## [Objet de l'exercice]
Recopiez à l'identique les lignes depuis celle qui contient « Annotator task sheet — locate the green onion » jusqu'à la fin des enregistrements, ces deux bornes comprises.

Lignes d'un jeu de données d'étiquetage de boîtes:
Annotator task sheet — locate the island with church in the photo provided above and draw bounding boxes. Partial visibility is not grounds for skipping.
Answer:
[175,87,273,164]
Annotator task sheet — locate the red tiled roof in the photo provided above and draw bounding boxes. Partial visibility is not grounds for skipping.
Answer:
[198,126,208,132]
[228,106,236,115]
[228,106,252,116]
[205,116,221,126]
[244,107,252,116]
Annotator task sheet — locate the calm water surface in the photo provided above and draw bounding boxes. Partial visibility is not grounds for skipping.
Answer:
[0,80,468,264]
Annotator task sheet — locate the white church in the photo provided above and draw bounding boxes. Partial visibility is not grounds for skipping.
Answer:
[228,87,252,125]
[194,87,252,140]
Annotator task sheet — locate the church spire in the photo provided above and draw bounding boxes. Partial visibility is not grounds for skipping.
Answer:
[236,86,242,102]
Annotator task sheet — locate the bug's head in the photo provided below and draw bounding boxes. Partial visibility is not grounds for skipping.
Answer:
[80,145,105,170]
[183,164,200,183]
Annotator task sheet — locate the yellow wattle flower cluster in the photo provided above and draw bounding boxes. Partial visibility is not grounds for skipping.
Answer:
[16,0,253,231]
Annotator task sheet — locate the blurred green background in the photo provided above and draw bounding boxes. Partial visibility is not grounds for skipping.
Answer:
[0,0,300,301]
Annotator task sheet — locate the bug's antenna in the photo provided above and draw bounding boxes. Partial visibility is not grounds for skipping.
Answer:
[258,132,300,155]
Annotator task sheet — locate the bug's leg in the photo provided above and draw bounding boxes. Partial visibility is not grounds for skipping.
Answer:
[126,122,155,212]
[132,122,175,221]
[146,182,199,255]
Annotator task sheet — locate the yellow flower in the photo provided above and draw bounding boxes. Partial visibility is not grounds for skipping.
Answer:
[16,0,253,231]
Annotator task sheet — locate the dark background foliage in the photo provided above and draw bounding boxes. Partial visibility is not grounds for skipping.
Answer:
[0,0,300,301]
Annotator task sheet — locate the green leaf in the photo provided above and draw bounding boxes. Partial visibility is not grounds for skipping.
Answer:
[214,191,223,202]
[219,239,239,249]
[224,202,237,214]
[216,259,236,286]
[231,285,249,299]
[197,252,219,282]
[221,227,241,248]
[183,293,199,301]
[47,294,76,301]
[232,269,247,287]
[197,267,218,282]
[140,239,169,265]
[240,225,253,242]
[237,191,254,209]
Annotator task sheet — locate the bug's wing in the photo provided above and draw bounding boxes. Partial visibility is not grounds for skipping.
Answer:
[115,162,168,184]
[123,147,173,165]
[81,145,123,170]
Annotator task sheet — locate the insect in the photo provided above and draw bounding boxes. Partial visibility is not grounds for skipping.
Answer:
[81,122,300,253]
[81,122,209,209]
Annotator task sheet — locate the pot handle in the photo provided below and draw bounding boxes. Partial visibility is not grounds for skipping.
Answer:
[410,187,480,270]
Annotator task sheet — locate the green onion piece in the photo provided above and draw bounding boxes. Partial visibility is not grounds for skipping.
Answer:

## [Corrigé]
Annotator task sheet — locate the green onion piece in the photo provided above and draw bounding boxes. Partial visibility is not grounds for skipping.
Answer:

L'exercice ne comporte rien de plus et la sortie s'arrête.